**Problemas por resolver:**
• a. Según el relato del sargento Segarra, ¿por qué no sospechó ningún peligro al acudir a la cita con el coronel?
• b. Prosigue el relato del sargento Segarra a partir de su última frase.

**Texto para leer:**
□ □ □ □ □
En la mañana de un día de enero de 1938, el sargento Segarra Martorell, de la Guardia Nacional Republicana –la Guardia Civil fue así bautizada por el gobierno del Frente Popular-, está a punto de descubrir que ha caído en una trampa mortal. Sentado en la antesala del despacho de un coronel, en el edificio del Gobierno Militar de Barcelona, observa a los dos individuos que le acompañan. Se levanta de la silla.
-¿Dónde va usted?
-Al cuarto de baño –responde el sargento Segarra.
-Le acompañamos.
Las trampas mortales se descubren con esta facilidad. Llamado por el coronel “para una cuestión rutinaria”, el sargento no sospechó peligro alguno. Lo tenía, en principio, todo controlado. Acudió a la cita y pasó los controles del edificio sin problemas. Solo cuando en la antesala vio aparecer a aquellos dos individuos tuvo la certeza de que había cometido un error. Cuando quiso arreglarlo, con la excusa del cuarto de baño, ya era demasiado tarde.
□ □ □ □ □
**Entradas proporcionadas:**
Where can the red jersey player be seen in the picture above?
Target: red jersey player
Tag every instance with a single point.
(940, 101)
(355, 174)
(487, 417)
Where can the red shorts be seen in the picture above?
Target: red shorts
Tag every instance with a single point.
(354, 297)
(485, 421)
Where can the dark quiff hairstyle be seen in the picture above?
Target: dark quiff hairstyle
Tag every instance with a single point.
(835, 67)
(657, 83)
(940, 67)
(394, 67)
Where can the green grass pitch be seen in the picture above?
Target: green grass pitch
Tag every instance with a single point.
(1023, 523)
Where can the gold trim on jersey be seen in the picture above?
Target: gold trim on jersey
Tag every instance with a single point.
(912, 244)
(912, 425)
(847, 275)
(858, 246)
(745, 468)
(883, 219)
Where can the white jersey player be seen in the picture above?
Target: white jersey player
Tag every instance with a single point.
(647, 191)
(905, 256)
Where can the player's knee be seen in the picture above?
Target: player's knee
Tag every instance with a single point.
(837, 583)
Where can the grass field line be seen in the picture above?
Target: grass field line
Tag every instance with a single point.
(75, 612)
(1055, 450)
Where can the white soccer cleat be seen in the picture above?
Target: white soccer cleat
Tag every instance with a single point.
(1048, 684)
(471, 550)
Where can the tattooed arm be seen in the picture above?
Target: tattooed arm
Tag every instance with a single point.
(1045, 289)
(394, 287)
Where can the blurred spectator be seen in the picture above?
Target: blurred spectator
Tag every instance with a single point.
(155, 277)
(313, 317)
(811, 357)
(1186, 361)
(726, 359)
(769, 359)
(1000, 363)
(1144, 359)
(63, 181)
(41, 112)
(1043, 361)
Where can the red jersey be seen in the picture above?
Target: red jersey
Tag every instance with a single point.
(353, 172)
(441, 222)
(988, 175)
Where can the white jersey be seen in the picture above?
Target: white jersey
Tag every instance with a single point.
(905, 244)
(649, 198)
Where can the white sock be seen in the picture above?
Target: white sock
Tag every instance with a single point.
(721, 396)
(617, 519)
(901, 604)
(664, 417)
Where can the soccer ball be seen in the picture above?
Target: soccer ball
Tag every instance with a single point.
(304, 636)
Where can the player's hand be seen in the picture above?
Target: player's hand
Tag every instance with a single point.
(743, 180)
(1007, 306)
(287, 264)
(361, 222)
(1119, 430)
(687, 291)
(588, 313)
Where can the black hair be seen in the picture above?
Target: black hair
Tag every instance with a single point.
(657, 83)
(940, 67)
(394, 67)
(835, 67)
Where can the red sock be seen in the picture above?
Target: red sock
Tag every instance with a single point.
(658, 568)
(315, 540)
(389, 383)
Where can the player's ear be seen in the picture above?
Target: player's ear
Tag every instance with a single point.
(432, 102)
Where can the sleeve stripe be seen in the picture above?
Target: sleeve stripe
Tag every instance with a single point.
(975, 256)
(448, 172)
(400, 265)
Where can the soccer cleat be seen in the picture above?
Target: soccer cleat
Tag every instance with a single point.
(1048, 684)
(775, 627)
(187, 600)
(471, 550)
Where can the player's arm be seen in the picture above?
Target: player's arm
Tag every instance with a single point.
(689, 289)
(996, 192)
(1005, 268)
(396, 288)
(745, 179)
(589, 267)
□ □ □ □ □
**Respuestas dadas:**
• a. No sospechó peligro alguno porque el coronel lo había llamado "para una cuestión rutinaria". Además, en principio, lo tenía todo controlado.

• b.
A partir de aquel momento, y hasta finales del año 1940, la vida del sargento fue un calvario terrible. Torturas, chekas, paseos, fusilamientos simulados; más torturas, traslados; fuga de la cárcel de la Seo de Urgel y pase a la llamada “zona nacional”. Internado en un campo de concentración, en León, por venir de “zona roja”, fue condenado a muerte. Estaba en capilla cuando un telegrama de Madrid facilitó a las autoridades del campo la confirmación de la identidad real de aquel guardia civil. Absuelto, regresó a Barcelona para cumplir otras misiones: mandar pelotones de fusilamiento en el castillo de Montjuic y proteger trenes cargados de judíos que huían de los nazis y que hacían la ruta Port Bou-Gibraltar. Pero esta es otra historia.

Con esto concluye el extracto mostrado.